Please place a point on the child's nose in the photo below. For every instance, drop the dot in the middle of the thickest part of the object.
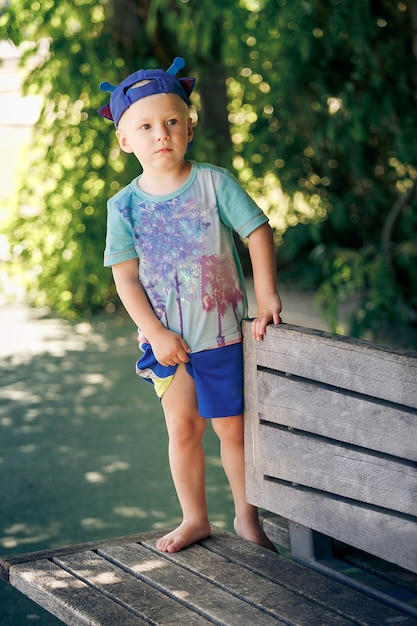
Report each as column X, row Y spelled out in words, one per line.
column 162, row 132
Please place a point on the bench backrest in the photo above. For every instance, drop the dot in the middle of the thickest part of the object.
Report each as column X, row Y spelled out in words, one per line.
column 331, row 437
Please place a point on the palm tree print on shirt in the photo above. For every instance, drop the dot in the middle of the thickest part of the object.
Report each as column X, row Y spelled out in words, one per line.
column 172, row 239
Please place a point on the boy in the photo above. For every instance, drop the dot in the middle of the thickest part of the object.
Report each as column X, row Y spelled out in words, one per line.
▬▬▬
* TASK ITEM *
In the entries above, find lines with "Please" and copy each.

* TASK RESULT *
Please place a point on the child's nose in the photo below. For every instance, drop the dot in the middle of the thickest part of the object.
Please place a point on the bench backrest in the photo above. For every instance, drop the dot in the middle of the thickest part of the object.
Please place a point on the palm tree print on shirt in the photo above. For every instance, drop the dot in the middle of the thickest part of the object.
Please place a point on the boy in the photo above. For every instance, drop the dot in the middle of the thickest part of the object.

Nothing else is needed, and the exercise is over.